>> BEGIN Reading text
Wednesday, September 21, 2011

What the fuck did I die for? (reprise)

Since my death over a year ago, I have often asked myself the same question, "What the fuck did I die for?"  After I was reborn, dead then awakened or whatever, I came to the conclusion that I had transformed and that life could be different.

I've been seeking, reaching and willfully making every effort to manifest big change.  Let me tell you ... there has been a giant multi-round sumo wrestling match between my desire and my life.  Guess which one isn't winning?

This past Thursday, the forward momentum of this whirlwind journey of change came to a screeching halt.  Driving three hours back from NYC in crazy traffic back to the little cabin, I was pleasantly surprised when a familiar feeling returned that I hadn't experienced in some time.  It was.........




surrender.



I just ... let it go... every emotion I could have drummed up, the self-judgment, the anger... all the things I know how to bring to the manifested pity party...  but there was no pity party.  There was no room for any of the hindrances that were going to pull me away from the most balanced moment I had experienced in months.



surrender.



I've surrendered over the past few years and have felt a sense of grace, this was a bit similar but different.  There was a pleasing sort of void that accompanied my wave of the white flag.  Instead of an outside demon, I was waving this flag at myself.

By the time I got home, it was dark.  My child was beyond elated to see me, running into my arms and jumping on me as though he hadn't seen me in months.  We walked into our house together, I made him some late night dinner, afterwords we snuggled up and I let him fall asleep in my arms in my bed as though he were still my little baby boy.  We laid there in my bed, him in my arms breathing that heavy sleep sound.  I was so happy to be home in my bed with my kid.

"What the fuck did I die for?"

 Oh yeah, I died to appreciate 'THIS'.  What this?  This thing, this life, this moment, this breath, this place, that I'm here that I have this life that I'm in now.  Since last week, I've been mindful again, I started meditating again, I took myself to a spa for a day, bought a juicer and started juicing, went to my son's school open house, going for long walks in the morning, packing my son's lunch, going through my son's homework, reading, taking moment by moment.
>> END Reading text
>> BEGIN Data section
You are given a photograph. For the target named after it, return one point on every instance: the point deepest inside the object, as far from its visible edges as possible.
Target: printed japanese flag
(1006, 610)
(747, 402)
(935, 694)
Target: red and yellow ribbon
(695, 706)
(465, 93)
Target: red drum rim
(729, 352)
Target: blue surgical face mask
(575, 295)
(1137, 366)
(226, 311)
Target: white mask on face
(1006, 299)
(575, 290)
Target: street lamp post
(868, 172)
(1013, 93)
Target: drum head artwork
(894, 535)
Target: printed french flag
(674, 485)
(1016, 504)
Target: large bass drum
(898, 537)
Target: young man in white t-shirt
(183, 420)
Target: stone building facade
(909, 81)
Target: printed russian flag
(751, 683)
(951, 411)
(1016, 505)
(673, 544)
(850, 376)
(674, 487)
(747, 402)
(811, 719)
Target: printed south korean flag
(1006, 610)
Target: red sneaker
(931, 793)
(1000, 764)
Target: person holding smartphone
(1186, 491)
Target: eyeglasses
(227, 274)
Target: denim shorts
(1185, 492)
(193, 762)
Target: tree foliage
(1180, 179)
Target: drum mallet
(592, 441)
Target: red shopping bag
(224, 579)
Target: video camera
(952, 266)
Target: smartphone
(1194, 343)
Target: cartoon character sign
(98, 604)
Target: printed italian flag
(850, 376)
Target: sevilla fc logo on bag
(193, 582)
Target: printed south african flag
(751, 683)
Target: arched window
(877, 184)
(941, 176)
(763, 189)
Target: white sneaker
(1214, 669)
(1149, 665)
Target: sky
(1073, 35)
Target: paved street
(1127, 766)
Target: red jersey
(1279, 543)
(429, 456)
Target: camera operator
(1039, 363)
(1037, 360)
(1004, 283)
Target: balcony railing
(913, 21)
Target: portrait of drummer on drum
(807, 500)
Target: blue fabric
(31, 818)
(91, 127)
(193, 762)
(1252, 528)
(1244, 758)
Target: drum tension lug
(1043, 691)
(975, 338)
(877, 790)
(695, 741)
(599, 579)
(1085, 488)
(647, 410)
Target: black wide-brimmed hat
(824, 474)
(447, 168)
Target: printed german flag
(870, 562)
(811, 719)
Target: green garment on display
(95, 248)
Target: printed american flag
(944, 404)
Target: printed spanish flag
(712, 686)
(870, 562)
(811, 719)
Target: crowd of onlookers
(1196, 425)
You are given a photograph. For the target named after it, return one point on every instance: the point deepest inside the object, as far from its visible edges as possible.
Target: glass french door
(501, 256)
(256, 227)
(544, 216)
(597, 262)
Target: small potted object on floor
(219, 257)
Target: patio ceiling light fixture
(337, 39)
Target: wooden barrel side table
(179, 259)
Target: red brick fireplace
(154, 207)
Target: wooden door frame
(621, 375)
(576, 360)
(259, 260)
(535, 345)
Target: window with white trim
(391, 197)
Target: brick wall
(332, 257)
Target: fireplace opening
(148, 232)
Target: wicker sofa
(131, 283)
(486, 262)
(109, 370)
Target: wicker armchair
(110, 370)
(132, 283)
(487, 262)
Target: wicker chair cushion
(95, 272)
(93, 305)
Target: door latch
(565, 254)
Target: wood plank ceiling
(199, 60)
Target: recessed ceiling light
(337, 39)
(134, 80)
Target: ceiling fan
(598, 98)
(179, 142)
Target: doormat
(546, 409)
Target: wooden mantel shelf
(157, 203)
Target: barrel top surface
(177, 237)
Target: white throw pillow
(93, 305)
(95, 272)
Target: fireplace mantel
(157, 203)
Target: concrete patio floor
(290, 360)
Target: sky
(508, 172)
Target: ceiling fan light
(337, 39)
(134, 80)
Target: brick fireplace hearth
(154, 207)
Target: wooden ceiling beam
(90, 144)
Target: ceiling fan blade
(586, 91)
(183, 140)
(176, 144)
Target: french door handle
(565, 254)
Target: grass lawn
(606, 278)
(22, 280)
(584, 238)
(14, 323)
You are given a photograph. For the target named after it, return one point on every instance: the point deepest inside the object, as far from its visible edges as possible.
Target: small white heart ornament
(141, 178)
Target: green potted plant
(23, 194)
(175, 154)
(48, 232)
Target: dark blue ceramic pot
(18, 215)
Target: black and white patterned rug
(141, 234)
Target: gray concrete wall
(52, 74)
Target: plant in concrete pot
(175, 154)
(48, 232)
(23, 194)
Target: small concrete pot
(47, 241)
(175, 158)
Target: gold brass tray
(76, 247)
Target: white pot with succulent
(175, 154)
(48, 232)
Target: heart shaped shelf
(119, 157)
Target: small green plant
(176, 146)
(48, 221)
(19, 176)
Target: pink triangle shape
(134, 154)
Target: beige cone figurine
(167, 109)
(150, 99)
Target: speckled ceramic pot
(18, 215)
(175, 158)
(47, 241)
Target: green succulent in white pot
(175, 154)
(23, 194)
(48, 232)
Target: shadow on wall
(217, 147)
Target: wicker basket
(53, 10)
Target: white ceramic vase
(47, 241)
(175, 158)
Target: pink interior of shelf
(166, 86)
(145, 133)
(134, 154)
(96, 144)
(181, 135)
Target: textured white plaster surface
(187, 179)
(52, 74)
>> END Data section
- _Work to do_:
1. According to the blog post, how long was the drive from NYC back to the little cabin?
2. For each statement, say whether it agrees with the blog post: (a) The writer's son was already asleep when the writer got home. (b) The writer bought a juicer. (c) It was still light out when the writer got home.

- _Answers to each task_:
1. Three hours.

2.
(a) No: "My child was beyond elated to see me, running into my arms and jumping on me as though he hadn't seen me in months."
(b) Yes: "bought a juicer and started juicing"
(c) No: "By the time I got home, it was dark."